→ **Travail demandé**:
Recopiez mot pour mot le passage du texte sur l'amiante, de « Aux premiers rangs, de » à « tairont pas savoir. ».

→ **Texte extrait**:
+ + + + +

« Est-il possible, est-il acceptable que la plus grande catastrophe sanitaire que la France ait jamais connu n’ait ni coupable ni responsable ? »


Dans la banlieue de Dunkerque, à Petite-Synthe, la salle de la Concorde est comble. Pas loin de 1000 personnes ont répondu à l’invitation de l’Ardeva le 25 novembre 2004, près d’un an après le non-lieu prononcé par le tribunal de Dunkerque. Un besoin de se retrouver, de faire corps, de s’informer aussi. Un besoin de comprendre, comment, pourquoi dix personnes meurent chaque jour en France de l’amiante sans qu’aucune responsabilité n’ait été établie. Le débat fut riche. En voici quelques échos.


« Il est absolument anormal que cette catastrophe sanitaire, la plus grande qu’ait connu notre pays, et dont tous les experts ont estimé qu’elle était évitable, n’aboutisse pas à un procès pénal !,
 dénonce à la tribune François Desriaux, président de l’Association nationale de défense des victimes de l’amiante (Andeva). Nous avons obtenu, au terme d’un combat acharné, de très bons résultats en terme d’indemnisation mais nous ne pouvons nous en satisfaire. Dans un Etat de droit, ceux qui ont commis des fautes doivent s’en expliquer. Au moins cela, nous voulons l’obtenir. Et nous ne baisserons pas les bras. »

Aux premiers rangs, de nombreuses veuves de victimes de l’amiante, assaillies d’emblée par les journalistes, et une émotion à fleur de peau.
Certaines, trop intimidées pour parler, acquiescent à la colère de leurs voisines qui osent rompre un silence dans lequel beaucoup d’entre elles s’étaient enfermées. Parce qu’à la douleur de la perte s’est parfois ajoutée la honte, celle d’avoir perçu de l’argent, d’avoir été « payée » pour la mort de leur mari, celle de vivre encore. Elles sont là aujourd’hui, au grand jour, pour dire qu’elles ne se tairont pas savoir.

+ + + + +

Données recueillies

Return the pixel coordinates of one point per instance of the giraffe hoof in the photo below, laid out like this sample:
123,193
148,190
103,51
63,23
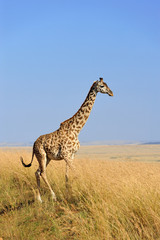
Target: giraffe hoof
54,196
39,199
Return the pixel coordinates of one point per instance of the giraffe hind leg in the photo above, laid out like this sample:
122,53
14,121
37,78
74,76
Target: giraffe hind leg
37,174
41,172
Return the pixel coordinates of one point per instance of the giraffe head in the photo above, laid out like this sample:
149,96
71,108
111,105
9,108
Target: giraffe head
102,87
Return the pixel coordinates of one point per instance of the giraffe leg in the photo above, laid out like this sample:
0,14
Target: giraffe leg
37,173
44,177
69,165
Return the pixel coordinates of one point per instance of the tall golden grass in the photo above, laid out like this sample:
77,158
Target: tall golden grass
115,199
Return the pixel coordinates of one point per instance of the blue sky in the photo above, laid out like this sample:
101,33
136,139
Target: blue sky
52,51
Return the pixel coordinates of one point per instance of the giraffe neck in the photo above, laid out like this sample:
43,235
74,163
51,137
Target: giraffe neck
79,119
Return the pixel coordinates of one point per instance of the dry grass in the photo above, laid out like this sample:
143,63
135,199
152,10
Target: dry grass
118,199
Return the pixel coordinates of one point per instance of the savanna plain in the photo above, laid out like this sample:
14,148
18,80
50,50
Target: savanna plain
114,193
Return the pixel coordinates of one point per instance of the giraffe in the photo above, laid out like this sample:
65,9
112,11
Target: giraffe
63,143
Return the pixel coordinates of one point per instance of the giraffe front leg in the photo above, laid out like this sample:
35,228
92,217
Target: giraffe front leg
69,165
37,174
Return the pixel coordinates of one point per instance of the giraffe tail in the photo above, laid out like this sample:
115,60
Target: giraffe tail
27,165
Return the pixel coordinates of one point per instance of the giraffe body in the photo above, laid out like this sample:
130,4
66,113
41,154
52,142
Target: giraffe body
63,143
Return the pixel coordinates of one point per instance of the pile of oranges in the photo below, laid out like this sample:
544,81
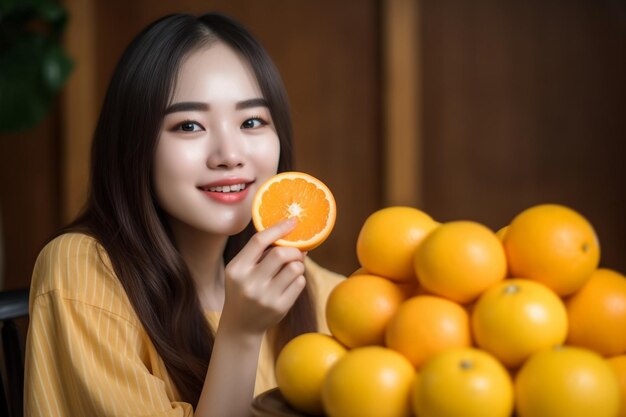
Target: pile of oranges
454,319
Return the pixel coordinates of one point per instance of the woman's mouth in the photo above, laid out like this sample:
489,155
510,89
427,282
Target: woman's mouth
226,193
225,188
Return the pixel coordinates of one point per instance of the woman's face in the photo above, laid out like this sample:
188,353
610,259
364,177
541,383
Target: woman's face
217,144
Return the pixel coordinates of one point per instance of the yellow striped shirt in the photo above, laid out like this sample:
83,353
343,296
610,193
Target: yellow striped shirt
87,353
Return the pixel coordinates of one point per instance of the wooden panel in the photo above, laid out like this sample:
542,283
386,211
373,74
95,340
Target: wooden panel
79,106
402,98
328,55
523,104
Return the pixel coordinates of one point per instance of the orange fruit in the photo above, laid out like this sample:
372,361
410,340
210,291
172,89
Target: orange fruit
301,368
358,309
459,260
597,313
296,194
388,239
359,271
516,318
370,381
462,382
554,245
618,363
425,325
566,382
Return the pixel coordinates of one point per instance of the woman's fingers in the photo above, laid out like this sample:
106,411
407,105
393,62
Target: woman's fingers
277,259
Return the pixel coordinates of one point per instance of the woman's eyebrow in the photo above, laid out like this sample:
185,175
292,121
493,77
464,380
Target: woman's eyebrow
187,106
253,102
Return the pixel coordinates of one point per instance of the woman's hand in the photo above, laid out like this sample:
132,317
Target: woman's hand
262,282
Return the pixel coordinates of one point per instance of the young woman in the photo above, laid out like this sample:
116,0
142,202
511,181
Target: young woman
160,300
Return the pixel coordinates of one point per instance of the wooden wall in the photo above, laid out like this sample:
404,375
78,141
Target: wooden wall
471,110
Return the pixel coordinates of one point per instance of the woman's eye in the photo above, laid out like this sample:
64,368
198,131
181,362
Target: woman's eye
253,123
189,127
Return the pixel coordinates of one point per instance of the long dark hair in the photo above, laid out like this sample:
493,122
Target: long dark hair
122,212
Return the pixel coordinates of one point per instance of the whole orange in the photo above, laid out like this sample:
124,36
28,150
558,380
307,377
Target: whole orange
301,368
502,232
459,260
618,363
388,239
370,381
464,382
425,325
358,309
566,382
597,313
516,318
554,245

+ + + + +

→ **Résultat obtenu**:
Aux premiers rangs, de nombreuses veuves de victimes de l’amiante, assaillies d’emblée par les journalistes, et une émotion à fleur de peau.
Certaines, trop intimidées pour parler, acquiescent à la colère de leurs voisines qui osent rompre un silence dans lequel beaucoup d’entre elles s’étaient enfermées. Parce qu’à la douleur de la perte s’est parfois ajoutée la honte, celle d’avoir perçu de l’argent, d’avoir été « payée » pour la mort de leur mari, celle de vivre encore. Elles sont là aujourd’hui, au grand jour, pour dire qu’elles ne se tairont pas savoir.